BEGIN EXTRACTED ENTRIES

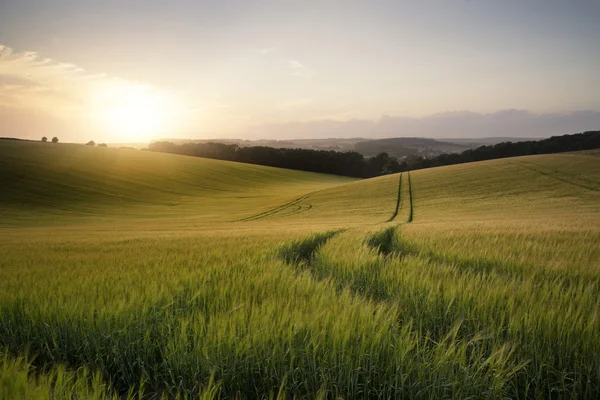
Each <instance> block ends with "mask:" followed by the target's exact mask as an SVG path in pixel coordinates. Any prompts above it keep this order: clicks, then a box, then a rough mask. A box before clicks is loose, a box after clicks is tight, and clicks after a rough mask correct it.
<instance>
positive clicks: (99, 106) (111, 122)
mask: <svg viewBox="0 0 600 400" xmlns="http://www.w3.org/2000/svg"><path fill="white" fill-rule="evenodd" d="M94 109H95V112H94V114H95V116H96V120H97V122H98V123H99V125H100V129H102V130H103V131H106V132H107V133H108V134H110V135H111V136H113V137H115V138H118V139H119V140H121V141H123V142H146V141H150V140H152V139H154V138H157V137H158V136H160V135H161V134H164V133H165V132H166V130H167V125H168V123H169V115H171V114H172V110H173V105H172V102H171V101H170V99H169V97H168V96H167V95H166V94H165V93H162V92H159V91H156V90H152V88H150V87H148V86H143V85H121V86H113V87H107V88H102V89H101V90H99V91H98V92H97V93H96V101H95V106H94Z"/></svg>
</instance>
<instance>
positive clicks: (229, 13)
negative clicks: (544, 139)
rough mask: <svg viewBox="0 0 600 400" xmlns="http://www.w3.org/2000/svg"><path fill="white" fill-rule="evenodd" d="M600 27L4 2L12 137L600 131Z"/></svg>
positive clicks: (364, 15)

END EXTRACTED ENTRIES

Update the listing above by replacing each "positive clicks" with "include clicks" and leaving everything else unchanged. Leave the pictures out of your answer.

Each <instance> block ends with "mask:" followed by the target's exact mask as an SVG path in pixel coordinates. Any prompts above it keep this order: clicks, then a box, then a rough mask. A box before clicks is loose, a box after clicks is tight, and clicks after a rough mask correct it.
<instance>
include clicks: (99, 106) (111, 122)
mask: <svg viewBox="0 0 600 400" xmlns="http://www.w3.org/2000/svg"><path fill="white" fill-rule="evenodd" d="M94 109H95V112H94V114H95V116H96V120H97V122H98V123H99V125H100V129H102V130H103V131H106V132H107V133H108V134H110V135H111V136H113V137H115V138H118V139H119V140H121V141H123V142H146V141H150V140H152V139H154V138H157V137H158V136H160V135H161V134H164V133H165V132H166V130H167V125H168V123H169V115H171V114H172V110H173V105H172V102H171V101H170V99H169V97H168V96H167V95H166V94H165V93H162V92H159V91H156V90H152V88H150V87H148V86H143V85H121V86H113V87H107V88H102V89H101V90H99V91H98V92H97V93H96V101H95V106H94Z"/></svg>
</instance>
<instance>
include clicks: (229, 13)
negative clicks: (544, 139)
rough mask: <svg viewBox="0 0 600 400" xmlns="http://www.w3.org/2000/svg"><path fill="white" fill-rule="evenodd" d="M600 27L4 2L12 137L600 131Z"/></svg>
include clicks: (364, 15)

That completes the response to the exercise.